Dataset entries:
------------------------------------------------------------------------
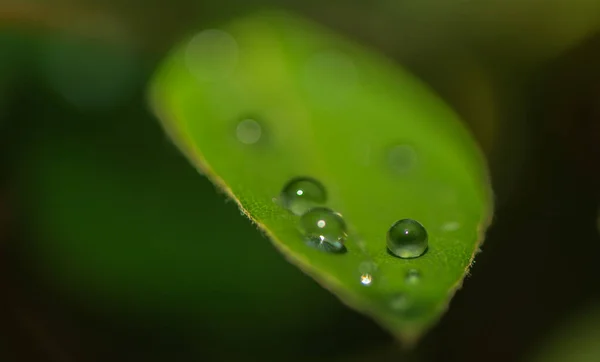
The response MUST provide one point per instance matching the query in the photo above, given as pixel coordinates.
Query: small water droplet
(324, 229)
(367, 267)
(407, 239)
(451, 226)
(412, 276)
(331, 77)
(248, 131)
(401, 158)
(366, 279)
(212, 55)
(301, 194)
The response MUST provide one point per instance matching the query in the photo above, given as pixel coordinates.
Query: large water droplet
(248, 131)
(407, 239)
(212, 55)
(367, 270)
(401, 158)
(301, 194)
(324, 229)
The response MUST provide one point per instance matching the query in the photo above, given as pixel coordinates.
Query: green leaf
(334, 111)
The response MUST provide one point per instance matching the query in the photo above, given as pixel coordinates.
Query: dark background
(113, 247)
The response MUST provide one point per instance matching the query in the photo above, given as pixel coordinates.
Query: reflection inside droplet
(366, 279)
(412, 276)
(248, 131)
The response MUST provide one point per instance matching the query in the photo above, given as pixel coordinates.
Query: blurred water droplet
(401, 158)
(248, 131)
(451, 226)
(366, 279)
(407, 239)
(303, 193)
(212, 55)
(324, 229)
(412, 276)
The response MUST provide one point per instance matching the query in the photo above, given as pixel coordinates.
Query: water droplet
(451, 226)
(407, 239)
(324, 229)
(248, 131)
(212, 55)
(412, 276)
(366, 279)
(401, 158)
(301, 194)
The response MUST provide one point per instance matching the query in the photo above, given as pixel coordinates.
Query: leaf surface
(383, 145)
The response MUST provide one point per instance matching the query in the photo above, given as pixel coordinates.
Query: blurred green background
(113, 246)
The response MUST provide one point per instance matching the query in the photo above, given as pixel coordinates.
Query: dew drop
(248, 131)
(367, 271)
(211, 55)
(407, 239)
(412, 277)
(301, 194)
(401, 159)
(324, 229)
(366, 279)
(451, 226)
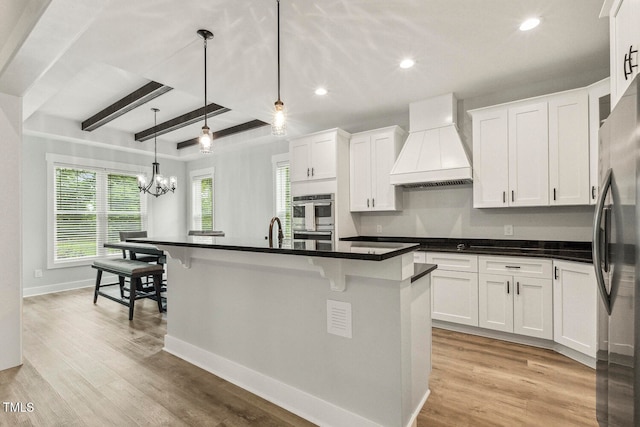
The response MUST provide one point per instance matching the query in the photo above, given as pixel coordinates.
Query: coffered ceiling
(70, 60)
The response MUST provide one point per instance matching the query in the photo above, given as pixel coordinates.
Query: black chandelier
(158, 185)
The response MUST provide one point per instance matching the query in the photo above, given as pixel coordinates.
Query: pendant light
(205, 139)
(158, 185)
(279, 125)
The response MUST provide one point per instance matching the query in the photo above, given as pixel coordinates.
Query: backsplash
(448, 212)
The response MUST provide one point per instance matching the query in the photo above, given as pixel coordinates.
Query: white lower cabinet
(454, 297)
(454, 288)
(575, 296)
(516, 295)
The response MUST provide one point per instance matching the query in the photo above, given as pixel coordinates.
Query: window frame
(55, 160)
(276, 161)
(198, 173)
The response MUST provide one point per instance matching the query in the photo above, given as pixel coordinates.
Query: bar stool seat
(134, 271)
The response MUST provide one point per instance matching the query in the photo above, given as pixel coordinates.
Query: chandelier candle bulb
(158, 185)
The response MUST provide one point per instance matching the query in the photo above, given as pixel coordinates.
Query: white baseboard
(413, 421)
(301, 403)
(58, 287)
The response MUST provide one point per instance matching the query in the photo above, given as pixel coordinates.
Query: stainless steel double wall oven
(314, 222)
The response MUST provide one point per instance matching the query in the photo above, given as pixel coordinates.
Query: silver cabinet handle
(597, 241)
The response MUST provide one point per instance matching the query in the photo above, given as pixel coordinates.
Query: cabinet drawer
(453, 261)
(520, 266)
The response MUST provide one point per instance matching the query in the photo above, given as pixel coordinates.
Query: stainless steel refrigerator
(615, 237)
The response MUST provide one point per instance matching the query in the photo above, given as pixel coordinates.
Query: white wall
(10, 220)
(448, 211)
(243, 187)
(167, 214)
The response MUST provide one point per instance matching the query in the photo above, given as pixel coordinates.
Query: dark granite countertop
(420, 270)
(568, 251)
(360, 250)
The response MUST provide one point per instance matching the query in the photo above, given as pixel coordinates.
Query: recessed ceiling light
(407, 63)
(529, 24)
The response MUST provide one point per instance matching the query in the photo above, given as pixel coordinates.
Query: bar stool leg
(157, 284)
(132, 294)
(95, 292)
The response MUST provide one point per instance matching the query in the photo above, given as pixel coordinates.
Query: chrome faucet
(280, 235)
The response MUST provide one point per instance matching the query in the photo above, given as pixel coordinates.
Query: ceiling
(71, 59)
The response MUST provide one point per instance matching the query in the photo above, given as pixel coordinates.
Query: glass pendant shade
(279, 124)
(205, 141)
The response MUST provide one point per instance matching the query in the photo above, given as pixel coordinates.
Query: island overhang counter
(340, 338)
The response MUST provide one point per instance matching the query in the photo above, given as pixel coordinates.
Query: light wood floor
(87, 365)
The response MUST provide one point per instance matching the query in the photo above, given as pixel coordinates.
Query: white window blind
(283, 196)
(91, 206)
(202, 202)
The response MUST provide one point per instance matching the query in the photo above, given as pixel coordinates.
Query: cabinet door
(495, 302)
(323, 156)
(383, 157)
(528, 155)
(300, 153)
(454, 297)
(490, 159)
(624, 39)
(575, 299)
(533, 307)
(360, 173)
(569, 149)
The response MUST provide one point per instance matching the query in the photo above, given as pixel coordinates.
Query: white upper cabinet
(490, 159)
(624, 40)
(313, 157)
(569, 149)
(371, 156)
(533, 152)
(528, 155)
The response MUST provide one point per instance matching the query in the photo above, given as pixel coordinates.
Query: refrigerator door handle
(597, 241)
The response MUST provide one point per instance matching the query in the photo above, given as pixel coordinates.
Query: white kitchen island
(341, 338)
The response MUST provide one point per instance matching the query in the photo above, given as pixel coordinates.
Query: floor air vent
(339, 318)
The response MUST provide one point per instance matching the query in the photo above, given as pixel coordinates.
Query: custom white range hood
(433, 154)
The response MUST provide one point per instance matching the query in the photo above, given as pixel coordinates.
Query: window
(282, 192)
(202, 199)
(92, 203)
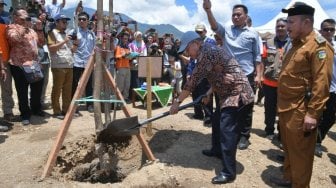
------------------------------------------------------------------------
_Task details_: If a record holds a picture, leave the picture out, but repeat every line exactly.

_Result_:
The response MUST provide one point per instance matching the query in the photo above, given as pixel coordinates.
Query: small water droplet
(324, 229)
(367, 267)
(407, 239)
(451, 226)
(412, 276)
(331, 77)
(248, 131)
(401, 158)
(366, 279)
(212, 55)
(301, 194)
The response MUST provide one point per instance matching the query in the photo above, given as pixel coordinates.
Query: large water droplet
(248, 131)
(407, 239)
(212, 55)
(367, 270)
(401, 158)
(301, 194)
(324, 229)
The response MUST provide one point per instance matching the query in the photo above, given as pixel coordinates.
Query: green leaf
(334, 111)
The response MUST provide one point per instance matching the query in the photo above, given as pixel coordinates.
Query: dark background
(113, 247)
The response MUST provide one point per instance matching the query in the photo above, given as pixel coordinates.
Query: reflection inside droplet
(366, 279)
(412, 276)
(248, 131)
The response MUST provide one point per instance matching the query in the photo above, given as pixel coordinates.
Query: blurred water droplet
(401, 158)
(248, 131)
(451, 226)
(366, 279)
(407, 239)
(303, 193)
(212, 55)
(324, 229)
(412, 276)
The response MUST provide one point per instance matching the query in the photo above, given as pixel coordinates.
Query: water droplet
(451, 226)
(407, 239)
(324, 229)
(248, 131)
(212, 55)
(412, 276)
(366, 279)
(401, 158)
(301, 194)
The response MUST provide one point per instance matching the query in the photo above, given as pixel coordinates.
Query: leaf surface
(383, 145)
The response MUST provide one point per instance matching the query in the photo above, given as pixel coordinates.
Query: blurred green background
(113, 246)
The response MUST provide one point per instance matching the query in the photo above, given as pixel coordinates.
Query: dew drop
(248, 131)
(367, 271)
(211, 55)
(407, 239)
(412, 277)
(301, 194)
(401, 159)
(324, 229)
(366, 279)
(451, 226)
The response MUST provide one point per instance matching the query in the photo above, given as pixel coordinates.
Query: coffered ceiling
(70, 60)
The response MUST provide one point per instance matching the query in the photo above, given as pixel coordinates.
Query: black chandelier
(158, 185)
The response MUST provide one point per instance matching the query in the photo above, given as pixel coordinates.
Query: pendant light
(205, 139)
(158, 185)
(279, 125)
The response MUST provide one point per instance matching the query in the photo above, given as pixel coordinates.
Query: backsplash
(448, 212)
The response MUST provide one point per instance matching the query in the photo above, given as pixel coordinates.
Query: white lower cabinet
(454, 297)
(454, 288)
(575, 296)
(516, 295)
The response MUST provide one point per instance matching the query in the photo above, given as pixel coordinates.
Query: window frame
(55, 160)
(276, 161)
(198, 173)
The response MUST provide one point per instance matching the query in the photo above, given as pixel coordinates.
Query: bar stool seat
(134, 271)
The response MUST provide one point per instance matching the query in the photo above, given as pixel coordinates.
Query: chandelier candle bulb
(158, 185)
The response MUST provide one point per instance matching the query in the photo above, given as pixel coordinates.
Query: white baseboard
(413, 421)
(301, 403)
(58, 287)
The response MUST provide one point per instance matching the query in the photo above, given as pixel coordinates.
Query: stainless steel double wall oven
(314, 222)
The response MUST provide one point per instance matching the query in the photo above, given as pixel coordinates.
Query: silver cabinet handle
(597, 241)
The response MUST provide one point per instance matching the query in the photo above, given as pixel coordinates.
Query: cabinet drawer
(453, 261)
(520, 266)
The response MUST provide one point per instance matching the query in the photo above, given as pixel coordinates.
Query: stainless steel refrigerator
(615, 237)
The response MUST provide one point per instance matching the query in the photo above, given as pixel coordinates.
Query: white wall
(10, 220)
(448, 211)
(243, 187)
(167, 214)
The response MUST provide one point per instance matching the query in the photo above, given as pixel coordinates.
Query: dark granite countertop
(420, 270)
(568, 251)
(360, 250)
The response MUST provide one point per instance matching the query in the photo above, given as pixel coordinates.
Query: recessed ceiling light
(407, 63)
(529, 24)
The response MUST provide one point per instance matching the query in the photo above, given as pixel coordinates.
Query: bar stool leg
(157, 284)
(132, 294)
(95, 292)
The response MUST provide one point per instance matching the query in the photo above, given as pixel coordinates.
Query: chrome faucet
(280, 235)
The response MUST provide one point per instance matching the query in the photo above, given as pixel coordinates.
Query: ceiling
(71, 59)
The response MUST provide one point per instance matching the query in the photo above, given as pixel coordinates.
Query: glass pendant shade
(279, 124)
(205, 141)
The response MUST provide one point per instance matching the query in the photo above, given as pixel coordinates.
Query: island overhang counter
(340, 338)
The response MUST provide one point per instance matching the query in the photo above, given as pixel coordinates.
Query: light wood floor
(87, 365)
The response MUST provide one point per instance matching the query in the photo above, given as pixel coordinates.
Query: white window blind
(283, 196)
(91, 206)
(202, 202)
The response MUST provide one point per instance matching the query in the photo above, given as pixel coordinates.
Query: cabinet door
(495, 302)
(323, 156)
(383, 157)
(528, 155)
(300, 153)
(454, 297)
(490, 159)
(624, 39)
(575, 299)
(533, 307)
(360, 173)
(569, 149)
The response MUST provide one point per instance matching the query in the photo above, given as pixel coordinates.
Query: white upper cabinet
(490, 159)
(624, 40)
(313, 157)
(569, 149)
(371, 156)
(533, 152)
(528, 155)
The response MUST provide one point per instance matching the query in the photo above, given as pixel coordinates.
Query: refrigerator door handle
(597, 241)
The response MUST provide one point per instance matching the query in the photo above, given as pixel coordinates.
Query: white kitchen island
(341, 338)
The response MUST provide one point per instance matching the query in the photo above, given as pixel coordinates.
Query: floor air vent
(339, 318)
The response MUST provide one point per instance matching the query in the photo above, given as pixel coordinates.
Query: custom white range hood
(433, 154)
The response MUST provide one point per instance matching the query in the photo above, given as pixel coordinates.
Query: window
(282, 192)
(202, 199)
(92, 203)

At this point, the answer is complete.